---------- Data listing ----------
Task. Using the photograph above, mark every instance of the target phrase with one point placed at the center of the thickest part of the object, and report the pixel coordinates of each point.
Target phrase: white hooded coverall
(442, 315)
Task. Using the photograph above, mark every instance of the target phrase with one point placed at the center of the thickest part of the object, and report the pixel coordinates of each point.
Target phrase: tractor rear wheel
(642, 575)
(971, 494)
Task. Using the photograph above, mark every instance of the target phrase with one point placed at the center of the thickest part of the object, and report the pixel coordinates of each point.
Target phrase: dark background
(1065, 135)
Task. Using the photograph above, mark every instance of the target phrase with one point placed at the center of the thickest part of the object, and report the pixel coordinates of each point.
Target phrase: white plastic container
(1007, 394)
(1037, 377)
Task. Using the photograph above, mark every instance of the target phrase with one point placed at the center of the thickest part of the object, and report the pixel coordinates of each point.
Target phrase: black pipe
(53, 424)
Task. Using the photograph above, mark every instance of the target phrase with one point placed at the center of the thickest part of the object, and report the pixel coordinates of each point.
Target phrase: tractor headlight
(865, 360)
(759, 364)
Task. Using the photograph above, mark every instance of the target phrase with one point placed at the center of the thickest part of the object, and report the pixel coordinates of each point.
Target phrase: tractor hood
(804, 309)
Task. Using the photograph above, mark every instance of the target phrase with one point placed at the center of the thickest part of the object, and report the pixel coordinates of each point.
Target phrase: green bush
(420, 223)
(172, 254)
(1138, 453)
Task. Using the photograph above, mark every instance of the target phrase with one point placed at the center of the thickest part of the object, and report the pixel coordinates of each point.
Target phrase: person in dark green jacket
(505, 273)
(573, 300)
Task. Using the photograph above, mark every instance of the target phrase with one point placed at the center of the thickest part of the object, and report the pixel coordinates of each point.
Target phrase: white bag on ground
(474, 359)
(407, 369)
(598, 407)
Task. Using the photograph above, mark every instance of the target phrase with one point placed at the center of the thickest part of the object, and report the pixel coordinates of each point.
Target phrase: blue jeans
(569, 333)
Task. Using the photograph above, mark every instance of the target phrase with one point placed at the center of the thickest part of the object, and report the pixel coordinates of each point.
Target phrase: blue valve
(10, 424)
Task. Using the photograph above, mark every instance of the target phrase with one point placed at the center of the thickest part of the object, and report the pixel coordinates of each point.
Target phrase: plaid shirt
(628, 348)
----------
All entries are to be copied exactly as they read.

Task. Using the photograph above, mark every instance of the target phrase with one point placed at the center of the thickest part of the object, and report the pixel coordinates of each point.
Target phrase: white hooded coverall
(442, 315)
Task. Using the photograph above, mark every instance of the target phrase with one point placed at the center of the thickest part of the object, and report the pixel coordinates of each point.
Target phrase: tractor rear wheel
(642, 575)
(971, 494)
Task. Using the photograph above, mark every instance of the target phrase with one point placed at the center of the thickest part of the object, and report the pixel coordinates of each point.
Target phrase: dark background
(1065, 135)
Task. Using the photograph above, mark every instance of the target phrase with one point placed at the center of the thickest part of the object, and report the pixel coordinates of each point.
Target phrase: white plastic container
(1007, 394)
(1037, 377)
Task. Using the photograph above, mark every instance of the target phrase with one point placed at the center of the thickest part of the object, and report the pixel coordinates of each point.
Target phrase: black pipe
(53, 424)
Task. Using the photograph above, mark every instance of the target phrase with one point placed at the center of the thickest part of the object, and report the pixel coordinates of each point.
Target phrase: tractor headlight
(865, 360)
(759, 364)
Task. Using the photograph above, mark every instance of the target phrase with one point placed at the center of the thickest part of the object, and report the pixel coordinates of each point.
Target phrase: tractor hood
(804, 309)
Task. Using the photograph above, mark every instance of the target phrase with one point placed at the center of the thickest part of the object, and report the pixel coordinates of each point.
Target phrase: green bush
(420, 223)
(172, 254)
(1138, 453)
Task. Using the photograph above, mark every instance of the target phrase with one point placed at the center of the thickest part of the object, and report the pixel coordinates of each point.
Target phrase: person in dark green jacket
(505, 273)
(573, 300)
Task. Using the photograph above, mark every instance of the target phrase with one point placed at the center of the thickest part of the object, and report the pixel coordinates of each point.
Target phrase: white bag on ground
(474, 359)
(407, 369)
(598, 407)
Task. Using the photograph above, mark every instance of the target phrase with one point placed at the center of the thickest part of the object, and report the pixel coordinates of each point.
Target phrase: blue jeans
(569, 333)
Task. Using the photograph above, mark every instance of the target phrase with one point placed at the center of the thickest part of the object, and report the pixel coordinates of each point.
Target phrase: blue valve
(10, 424)
Task. Using the photograph above, mark every instance of the target phrase with one point placed at the center of the thickest part of the object, and report the pixel coordinates of each point.
Target phrase: plaid shirt
(628, 348)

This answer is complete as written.